> **Supplied passage**:
------------------------------------------------------------

Shannon's Way
- First edition (US)
- Author: A. J. Cronin
- Language: English
- Publisher: Gollancz (UK) Little, Brown (US) Ryerson Press (Canada)
- Publication date: 1948
- Publication place: United Kingdom
- Media type: Print (Hardback & Paperback)
- Pages: 313 pp. (US hardback edition)
- ISBN: 0-450-03313-9

= Shannon's Way =

1948 novel by A. J. Cronin

Shannon's Way is a 1948 novel by Scots author, A. J. Cronin. It continues the story of Robert Shannon from Cronin's previous novel, The Green Years (1944).

==Plot summary==
Robert trains to be a doctor at the fictional Levenford Infirmary (Levenford is loosely based on Dumbarton), and falls in love with Jean Law, a young medical student belonging to the Plymouth Brethren who rejects him when she discovers that he has deceived her about his history and religion (he is a Roman Catholic). He develops an interest in a disease contracted from infected cows' milk, and devotes his spare time to researching it: it turns out to be brucellosis. Dr. Shannon contracts a nervous breakdown when he completes the project only to find that someone else has anticipated his results, and is nursed by and marries Jean.

------------------------------------------------------------

> **Record set**:
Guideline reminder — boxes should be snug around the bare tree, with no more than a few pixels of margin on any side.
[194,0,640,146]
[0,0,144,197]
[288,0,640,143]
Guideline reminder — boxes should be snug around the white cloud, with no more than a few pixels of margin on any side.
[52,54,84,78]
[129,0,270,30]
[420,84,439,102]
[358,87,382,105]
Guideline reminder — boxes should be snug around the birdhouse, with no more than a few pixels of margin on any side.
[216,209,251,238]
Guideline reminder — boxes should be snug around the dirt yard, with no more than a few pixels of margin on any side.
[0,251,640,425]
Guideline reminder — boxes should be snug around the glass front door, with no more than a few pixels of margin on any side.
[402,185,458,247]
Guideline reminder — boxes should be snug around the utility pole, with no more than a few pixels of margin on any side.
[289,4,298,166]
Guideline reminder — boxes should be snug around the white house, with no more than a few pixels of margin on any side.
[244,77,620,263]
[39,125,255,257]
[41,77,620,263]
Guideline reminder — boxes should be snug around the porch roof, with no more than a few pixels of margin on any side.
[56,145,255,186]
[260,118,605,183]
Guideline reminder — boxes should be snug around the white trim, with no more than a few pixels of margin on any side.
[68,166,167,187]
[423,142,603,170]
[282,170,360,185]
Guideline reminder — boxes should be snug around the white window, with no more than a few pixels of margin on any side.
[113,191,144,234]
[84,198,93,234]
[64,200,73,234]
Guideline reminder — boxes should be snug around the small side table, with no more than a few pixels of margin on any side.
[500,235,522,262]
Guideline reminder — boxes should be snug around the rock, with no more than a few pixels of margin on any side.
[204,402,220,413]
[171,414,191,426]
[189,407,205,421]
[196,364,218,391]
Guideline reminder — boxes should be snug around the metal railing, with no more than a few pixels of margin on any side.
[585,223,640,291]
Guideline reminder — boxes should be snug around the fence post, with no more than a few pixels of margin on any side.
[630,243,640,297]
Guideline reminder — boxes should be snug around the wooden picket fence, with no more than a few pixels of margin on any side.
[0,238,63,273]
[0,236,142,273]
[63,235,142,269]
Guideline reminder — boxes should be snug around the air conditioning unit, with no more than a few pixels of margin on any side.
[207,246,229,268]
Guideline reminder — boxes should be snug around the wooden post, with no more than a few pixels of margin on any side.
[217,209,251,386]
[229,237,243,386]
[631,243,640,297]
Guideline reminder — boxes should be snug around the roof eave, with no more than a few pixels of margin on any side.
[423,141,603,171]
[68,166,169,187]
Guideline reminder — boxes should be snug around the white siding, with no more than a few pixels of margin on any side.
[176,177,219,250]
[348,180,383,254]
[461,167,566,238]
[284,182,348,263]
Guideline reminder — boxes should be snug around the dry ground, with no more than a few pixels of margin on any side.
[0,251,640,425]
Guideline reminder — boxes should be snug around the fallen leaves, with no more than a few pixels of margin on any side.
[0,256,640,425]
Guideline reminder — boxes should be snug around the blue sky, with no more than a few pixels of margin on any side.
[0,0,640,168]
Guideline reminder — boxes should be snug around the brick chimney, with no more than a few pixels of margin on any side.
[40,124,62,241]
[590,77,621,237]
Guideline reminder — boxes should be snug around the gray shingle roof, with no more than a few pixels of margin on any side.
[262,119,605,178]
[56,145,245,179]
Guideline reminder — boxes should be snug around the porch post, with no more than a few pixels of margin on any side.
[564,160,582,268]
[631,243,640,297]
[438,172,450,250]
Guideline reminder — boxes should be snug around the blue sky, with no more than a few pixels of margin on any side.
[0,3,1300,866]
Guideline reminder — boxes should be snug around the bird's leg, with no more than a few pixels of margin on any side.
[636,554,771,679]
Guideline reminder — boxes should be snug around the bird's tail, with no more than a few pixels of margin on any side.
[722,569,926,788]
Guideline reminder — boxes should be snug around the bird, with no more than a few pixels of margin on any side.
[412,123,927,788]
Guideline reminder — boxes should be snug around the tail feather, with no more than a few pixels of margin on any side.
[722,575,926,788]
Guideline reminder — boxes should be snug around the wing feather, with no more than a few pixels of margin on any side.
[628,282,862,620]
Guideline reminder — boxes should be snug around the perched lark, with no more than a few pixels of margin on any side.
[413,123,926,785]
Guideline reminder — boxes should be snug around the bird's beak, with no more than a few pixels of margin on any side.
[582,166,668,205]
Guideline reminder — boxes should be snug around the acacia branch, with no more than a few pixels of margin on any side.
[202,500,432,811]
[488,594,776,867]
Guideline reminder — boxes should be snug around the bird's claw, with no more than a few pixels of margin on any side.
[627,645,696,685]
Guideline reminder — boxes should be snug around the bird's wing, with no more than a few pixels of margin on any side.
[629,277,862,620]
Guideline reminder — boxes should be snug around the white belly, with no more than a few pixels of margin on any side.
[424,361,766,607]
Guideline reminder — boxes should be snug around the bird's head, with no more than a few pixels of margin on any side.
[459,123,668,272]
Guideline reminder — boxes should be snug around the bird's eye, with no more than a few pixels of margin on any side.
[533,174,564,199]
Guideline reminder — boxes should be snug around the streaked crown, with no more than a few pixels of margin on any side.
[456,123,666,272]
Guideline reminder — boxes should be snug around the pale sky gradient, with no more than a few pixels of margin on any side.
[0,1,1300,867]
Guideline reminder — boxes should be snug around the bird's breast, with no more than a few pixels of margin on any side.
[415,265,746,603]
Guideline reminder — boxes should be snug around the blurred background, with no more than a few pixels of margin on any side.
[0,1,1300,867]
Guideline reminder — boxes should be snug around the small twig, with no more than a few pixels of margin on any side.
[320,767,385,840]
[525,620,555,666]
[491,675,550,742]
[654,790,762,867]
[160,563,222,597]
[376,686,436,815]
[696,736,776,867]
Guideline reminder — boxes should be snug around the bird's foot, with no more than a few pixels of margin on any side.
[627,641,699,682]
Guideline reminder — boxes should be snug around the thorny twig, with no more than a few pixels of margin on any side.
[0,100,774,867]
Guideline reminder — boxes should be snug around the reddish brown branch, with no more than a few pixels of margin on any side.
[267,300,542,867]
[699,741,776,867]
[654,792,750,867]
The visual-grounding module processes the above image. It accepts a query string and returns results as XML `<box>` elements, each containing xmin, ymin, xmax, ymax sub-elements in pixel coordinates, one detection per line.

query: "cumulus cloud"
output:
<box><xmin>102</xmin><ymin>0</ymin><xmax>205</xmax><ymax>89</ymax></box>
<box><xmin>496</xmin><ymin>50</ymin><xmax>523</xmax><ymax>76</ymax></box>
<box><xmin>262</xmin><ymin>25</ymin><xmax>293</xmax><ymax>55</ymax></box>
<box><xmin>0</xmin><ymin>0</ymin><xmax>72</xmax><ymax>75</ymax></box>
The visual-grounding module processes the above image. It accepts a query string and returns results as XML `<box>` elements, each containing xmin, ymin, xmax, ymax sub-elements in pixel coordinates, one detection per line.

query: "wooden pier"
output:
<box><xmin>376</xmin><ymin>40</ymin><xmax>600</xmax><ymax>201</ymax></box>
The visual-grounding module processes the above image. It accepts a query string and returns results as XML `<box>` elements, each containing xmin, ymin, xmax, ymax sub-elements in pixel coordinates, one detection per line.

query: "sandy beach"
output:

------------------------------------------------------------

According to the Shannon's Way page, where does Robert train to be a doctor? These rows were taken from a different source.

At the fictional Levenford Infirmary.